**SET PROBLEM**
Arrange the records as a two-column CSV with the header "text" and "answer", one row per record, putting each record's text and its answer in a single quoted field with line breaks replaced by spaces. Begin at the line that has "Would you be able to point to the finger in" and stop after the line that has "column 182, row 276".

**Extracted records**
--- --- ---
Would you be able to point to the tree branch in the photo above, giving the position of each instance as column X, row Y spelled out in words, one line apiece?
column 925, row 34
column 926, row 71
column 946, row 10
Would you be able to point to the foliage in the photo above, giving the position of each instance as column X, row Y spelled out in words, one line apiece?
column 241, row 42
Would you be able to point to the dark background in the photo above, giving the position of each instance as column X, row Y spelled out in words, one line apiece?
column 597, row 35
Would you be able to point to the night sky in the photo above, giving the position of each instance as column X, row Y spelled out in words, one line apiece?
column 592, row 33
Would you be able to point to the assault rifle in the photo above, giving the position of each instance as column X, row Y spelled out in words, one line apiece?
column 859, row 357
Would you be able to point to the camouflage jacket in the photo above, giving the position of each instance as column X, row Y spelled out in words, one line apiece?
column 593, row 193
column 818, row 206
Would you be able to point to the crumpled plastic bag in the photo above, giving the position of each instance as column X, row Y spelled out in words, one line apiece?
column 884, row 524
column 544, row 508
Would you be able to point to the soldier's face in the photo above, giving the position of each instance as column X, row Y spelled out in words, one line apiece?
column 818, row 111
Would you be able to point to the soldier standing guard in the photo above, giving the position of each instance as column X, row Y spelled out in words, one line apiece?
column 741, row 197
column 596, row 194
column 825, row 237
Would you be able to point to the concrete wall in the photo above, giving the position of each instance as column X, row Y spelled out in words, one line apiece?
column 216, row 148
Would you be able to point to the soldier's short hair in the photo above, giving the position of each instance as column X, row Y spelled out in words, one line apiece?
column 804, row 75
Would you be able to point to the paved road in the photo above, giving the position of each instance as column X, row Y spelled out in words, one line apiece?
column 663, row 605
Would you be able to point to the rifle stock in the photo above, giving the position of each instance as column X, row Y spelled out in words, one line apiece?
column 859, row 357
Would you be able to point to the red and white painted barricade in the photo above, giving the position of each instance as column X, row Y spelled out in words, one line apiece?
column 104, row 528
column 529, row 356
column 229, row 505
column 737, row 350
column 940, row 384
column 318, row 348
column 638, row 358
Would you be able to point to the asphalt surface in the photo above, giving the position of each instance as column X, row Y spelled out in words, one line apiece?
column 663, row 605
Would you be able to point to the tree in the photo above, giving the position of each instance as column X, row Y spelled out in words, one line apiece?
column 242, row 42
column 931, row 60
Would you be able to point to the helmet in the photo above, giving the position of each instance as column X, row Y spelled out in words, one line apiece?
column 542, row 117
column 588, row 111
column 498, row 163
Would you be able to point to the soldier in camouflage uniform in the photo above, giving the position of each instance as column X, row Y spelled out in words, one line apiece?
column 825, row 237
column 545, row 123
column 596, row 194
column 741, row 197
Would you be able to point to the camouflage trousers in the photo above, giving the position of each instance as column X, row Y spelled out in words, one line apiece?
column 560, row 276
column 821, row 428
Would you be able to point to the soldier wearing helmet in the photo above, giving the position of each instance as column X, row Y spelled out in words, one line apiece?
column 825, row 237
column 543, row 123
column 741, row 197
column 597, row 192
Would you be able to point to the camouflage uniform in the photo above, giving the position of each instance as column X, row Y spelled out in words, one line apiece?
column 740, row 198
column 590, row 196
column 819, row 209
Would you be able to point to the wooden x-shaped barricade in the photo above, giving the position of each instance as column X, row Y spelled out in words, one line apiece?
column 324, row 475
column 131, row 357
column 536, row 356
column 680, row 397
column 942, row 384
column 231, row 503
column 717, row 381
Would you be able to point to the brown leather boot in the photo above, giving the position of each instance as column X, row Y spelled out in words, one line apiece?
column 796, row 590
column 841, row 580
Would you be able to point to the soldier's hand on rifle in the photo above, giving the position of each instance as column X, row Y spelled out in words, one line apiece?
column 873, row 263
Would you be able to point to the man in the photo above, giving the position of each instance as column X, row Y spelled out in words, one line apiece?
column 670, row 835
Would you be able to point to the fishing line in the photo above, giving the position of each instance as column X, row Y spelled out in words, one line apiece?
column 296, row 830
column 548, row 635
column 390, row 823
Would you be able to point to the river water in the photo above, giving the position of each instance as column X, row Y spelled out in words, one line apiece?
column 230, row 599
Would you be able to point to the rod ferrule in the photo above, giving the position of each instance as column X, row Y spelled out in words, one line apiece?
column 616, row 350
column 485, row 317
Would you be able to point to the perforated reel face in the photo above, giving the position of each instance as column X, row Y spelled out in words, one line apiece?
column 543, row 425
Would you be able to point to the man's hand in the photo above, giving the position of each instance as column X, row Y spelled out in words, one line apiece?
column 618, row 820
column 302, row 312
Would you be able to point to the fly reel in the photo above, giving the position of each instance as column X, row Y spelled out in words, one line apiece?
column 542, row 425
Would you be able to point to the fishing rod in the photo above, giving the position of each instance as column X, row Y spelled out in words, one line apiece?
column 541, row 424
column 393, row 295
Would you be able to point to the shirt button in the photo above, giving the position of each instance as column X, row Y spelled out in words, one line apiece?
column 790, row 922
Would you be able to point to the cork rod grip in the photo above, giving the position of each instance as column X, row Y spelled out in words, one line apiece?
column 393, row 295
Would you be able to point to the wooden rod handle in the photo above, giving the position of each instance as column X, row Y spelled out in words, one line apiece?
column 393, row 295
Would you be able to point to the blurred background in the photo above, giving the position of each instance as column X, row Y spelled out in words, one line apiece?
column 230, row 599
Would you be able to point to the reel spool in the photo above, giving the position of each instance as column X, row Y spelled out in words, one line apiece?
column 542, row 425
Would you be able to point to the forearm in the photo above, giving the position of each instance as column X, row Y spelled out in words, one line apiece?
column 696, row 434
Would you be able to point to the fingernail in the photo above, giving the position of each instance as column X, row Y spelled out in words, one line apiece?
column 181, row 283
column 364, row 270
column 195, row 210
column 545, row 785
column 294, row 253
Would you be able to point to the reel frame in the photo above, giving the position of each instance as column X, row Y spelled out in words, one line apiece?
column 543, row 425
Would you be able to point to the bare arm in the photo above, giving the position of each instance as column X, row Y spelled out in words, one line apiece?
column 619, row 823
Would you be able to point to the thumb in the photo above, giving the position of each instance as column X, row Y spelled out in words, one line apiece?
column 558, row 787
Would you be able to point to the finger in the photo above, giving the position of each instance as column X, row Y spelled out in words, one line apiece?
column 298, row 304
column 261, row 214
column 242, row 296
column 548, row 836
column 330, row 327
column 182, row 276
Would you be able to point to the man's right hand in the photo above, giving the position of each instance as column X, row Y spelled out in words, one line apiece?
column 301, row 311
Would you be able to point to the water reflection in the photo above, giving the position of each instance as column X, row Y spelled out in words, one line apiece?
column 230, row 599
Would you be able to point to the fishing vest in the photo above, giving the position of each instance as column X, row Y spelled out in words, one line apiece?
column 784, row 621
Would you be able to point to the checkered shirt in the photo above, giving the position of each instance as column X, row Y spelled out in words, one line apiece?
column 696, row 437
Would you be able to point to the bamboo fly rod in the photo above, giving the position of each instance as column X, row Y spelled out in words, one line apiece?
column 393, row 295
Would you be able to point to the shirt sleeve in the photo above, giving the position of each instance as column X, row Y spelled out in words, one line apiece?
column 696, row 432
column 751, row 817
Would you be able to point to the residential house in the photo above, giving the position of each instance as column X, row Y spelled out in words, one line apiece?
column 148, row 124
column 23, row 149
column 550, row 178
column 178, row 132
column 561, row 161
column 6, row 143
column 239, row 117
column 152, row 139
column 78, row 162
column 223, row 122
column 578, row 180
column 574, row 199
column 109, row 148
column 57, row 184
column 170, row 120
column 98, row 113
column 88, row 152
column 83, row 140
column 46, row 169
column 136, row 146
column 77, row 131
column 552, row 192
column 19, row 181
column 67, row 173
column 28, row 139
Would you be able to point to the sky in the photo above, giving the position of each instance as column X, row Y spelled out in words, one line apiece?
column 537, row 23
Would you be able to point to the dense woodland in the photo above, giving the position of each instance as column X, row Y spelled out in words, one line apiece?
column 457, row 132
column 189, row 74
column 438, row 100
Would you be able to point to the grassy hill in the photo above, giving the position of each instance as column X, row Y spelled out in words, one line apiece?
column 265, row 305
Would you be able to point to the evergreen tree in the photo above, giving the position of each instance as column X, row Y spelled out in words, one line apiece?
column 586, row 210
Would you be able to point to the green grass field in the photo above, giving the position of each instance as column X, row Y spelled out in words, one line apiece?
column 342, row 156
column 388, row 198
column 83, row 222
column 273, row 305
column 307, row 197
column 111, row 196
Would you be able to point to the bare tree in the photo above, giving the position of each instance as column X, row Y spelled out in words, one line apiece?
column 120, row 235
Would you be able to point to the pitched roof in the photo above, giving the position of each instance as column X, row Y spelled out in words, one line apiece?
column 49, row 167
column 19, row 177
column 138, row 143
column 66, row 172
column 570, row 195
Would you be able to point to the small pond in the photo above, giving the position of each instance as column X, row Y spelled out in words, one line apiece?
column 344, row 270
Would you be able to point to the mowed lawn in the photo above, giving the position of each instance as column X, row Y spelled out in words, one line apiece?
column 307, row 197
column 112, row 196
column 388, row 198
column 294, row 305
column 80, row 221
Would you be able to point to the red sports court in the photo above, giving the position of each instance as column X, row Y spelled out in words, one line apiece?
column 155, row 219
--- --- ---
**PROBLEM SOLUTION**
text,answer
"Would you be able to point to the finger in the photo above, giving the position of each instance as column X, row Y spelled out in words, one line apiece?","column 298, row 304 column 261, row 214 column 242, row 296 column 548, row 836 column 330, row 327 column 182, row 276"